[YOUR OBJECTIVE] Copy out every one of the following rows, keeping each character and line break unchanged.

[Coordinate annotation entries]
┏━━

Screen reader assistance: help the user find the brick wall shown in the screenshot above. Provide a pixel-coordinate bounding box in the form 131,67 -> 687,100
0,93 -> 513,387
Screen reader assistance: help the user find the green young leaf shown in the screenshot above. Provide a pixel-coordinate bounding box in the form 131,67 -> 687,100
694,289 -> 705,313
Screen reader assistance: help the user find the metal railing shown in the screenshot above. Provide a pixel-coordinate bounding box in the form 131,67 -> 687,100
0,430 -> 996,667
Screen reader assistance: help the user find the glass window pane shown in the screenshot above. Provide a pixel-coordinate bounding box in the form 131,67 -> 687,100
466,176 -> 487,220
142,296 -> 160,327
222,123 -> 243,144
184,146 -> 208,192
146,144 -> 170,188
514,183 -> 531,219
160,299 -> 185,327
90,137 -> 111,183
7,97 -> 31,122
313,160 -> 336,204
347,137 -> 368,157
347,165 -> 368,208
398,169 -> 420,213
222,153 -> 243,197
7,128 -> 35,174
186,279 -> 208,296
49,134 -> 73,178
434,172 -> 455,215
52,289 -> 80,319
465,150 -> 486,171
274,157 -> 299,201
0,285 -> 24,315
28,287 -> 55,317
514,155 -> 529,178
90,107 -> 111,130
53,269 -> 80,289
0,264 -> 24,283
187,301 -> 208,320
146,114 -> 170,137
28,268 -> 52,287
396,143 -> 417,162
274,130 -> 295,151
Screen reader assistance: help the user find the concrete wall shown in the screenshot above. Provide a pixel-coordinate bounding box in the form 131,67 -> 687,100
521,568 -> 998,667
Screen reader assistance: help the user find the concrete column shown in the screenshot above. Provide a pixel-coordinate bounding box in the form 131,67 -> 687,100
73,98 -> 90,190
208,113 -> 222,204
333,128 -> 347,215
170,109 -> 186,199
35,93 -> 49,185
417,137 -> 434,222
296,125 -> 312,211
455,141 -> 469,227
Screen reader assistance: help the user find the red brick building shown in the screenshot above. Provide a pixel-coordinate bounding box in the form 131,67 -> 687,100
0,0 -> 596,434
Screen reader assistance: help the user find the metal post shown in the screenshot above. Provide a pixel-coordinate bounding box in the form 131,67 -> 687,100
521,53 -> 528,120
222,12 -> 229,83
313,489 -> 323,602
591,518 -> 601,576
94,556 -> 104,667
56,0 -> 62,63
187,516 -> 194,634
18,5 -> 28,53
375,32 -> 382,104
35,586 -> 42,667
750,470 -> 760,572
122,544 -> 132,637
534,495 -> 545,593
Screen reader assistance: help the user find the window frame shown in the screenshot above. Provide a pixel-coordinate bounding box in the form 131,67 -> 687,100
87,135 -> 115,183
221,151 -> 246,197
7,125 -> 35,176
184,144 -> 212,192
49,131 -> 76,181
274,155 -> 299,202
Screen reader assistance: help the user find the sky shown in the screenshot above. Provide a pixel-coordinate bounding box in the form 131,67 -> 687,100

┗━━

[WORKED ANSWER]
Screen reader assistance: help the user find the brick wall shown in the screenshot above. Provide a pixel-coordinate bounding box in the form 131,67 -> 687,100
0,93 -> 513,387
Screen reader assistance: help the user find the green young leaf shown in the screenshot above. Provide a pixel-coordinate bounding box in the form 131,67 -> 687,100
694,289 -> 705,313
Screen reader assistance: help the user find the metal railing shown in the screenshot above. Provide a pixel-coordinate bounding box in the form 131,67 -> 687,100
0,430 -> 996,667
Screen reader assistance: help the user find the glass window pane shown in the screenshot above. Provide a pixel-coordinate bounding box in the form 131,67 -> 687,100
466,176 -> 487,220
142,296 -> 160,327
222,123 -> 243,144
184,146 -> 208,192
146,144 -> 170,188
514,183 -> 531,219
160,299 -> 185,327
90,137 -> 111,183
7,97 -> 31,122
313,160 -> 336,204
347,137 -> 368,157
347,165 -> 368,208
398,169 -> 420,213
222,153 -> 243,197
7,128 -> 35,174
186,279 -> 208,296
49,134 -> 73,178
434,172 -> 455,215
52,289 -> 80,319
465,150 -> 486,171
274,157 -> 299,201
0,285 -> 24,315
28,287 -> 55,317
514,155 -> 529,178
90,107 -> 111,130
53,269 -> 80,289
0,264 -> 24,283
187,301 -> 208,320
146,114 -> 170,137
28,268 -> 52,287
396,143 -> 417,162
274,130 -> 295,151
Screen reader assistance: help the user find the concrete wall shown in the screenshot above. Provide a pixel-coordinate bounding box in the form 131,67 -> 687,100
521,568 -> 998,667
Screen reader assistance: help the user find the concrete column shown in the screenshot above. Provide a pixel-coordinate bounding box in the form 131,67 -> 687,100
73,98 -> 90,190
208,113 -> 222,204
333,128 -> 347,215
170,109 -> 186,199
35,93 -> 49,185
417,137 -> 434,222
296,125 -> 312,211
455,141 -> 469,227
Screen reader assistance: help the user find the red brick building shown in the screenshot above. Provide a pixel-coordinate bounding box in the form 131,67 -> 687,100
0,0 -> 596,434
Screen reader assistance: help the user find the metal post shown in the screenshot above. Provide a pixel-coordinate bounding box in the form 131,67 -> 687,100
521,53 -> 528,120
222,12 -> 229,83
313,489 -> 323,602
591,518 -> 601,576
94,556 -> 104,667
56,0 -> 62,63
187,516 -> 194,634
18,5 -> 28,53
375,32 -> 382,104
35,586 -> 42,667
750,470 -> 760,572
122,544 -> 132,637
534,495 -> 545,593
Screen reader assistance: help the user find the window frame shown in the screenshot above. Provide a pixel-coordinate bounding box in the form 131,67 -> 687,100
87,135 -> 115,183
221,151 -> 246,197
7,125 -> 35,176
184,144 -> 212,192
49,131 -> 76,181
274,155 -> 299,202
Screen reader assistance: help the user find the sky shown in the screenshot above. Provide a pixel-coordinate bounding box in the form 131,67 -> 687,100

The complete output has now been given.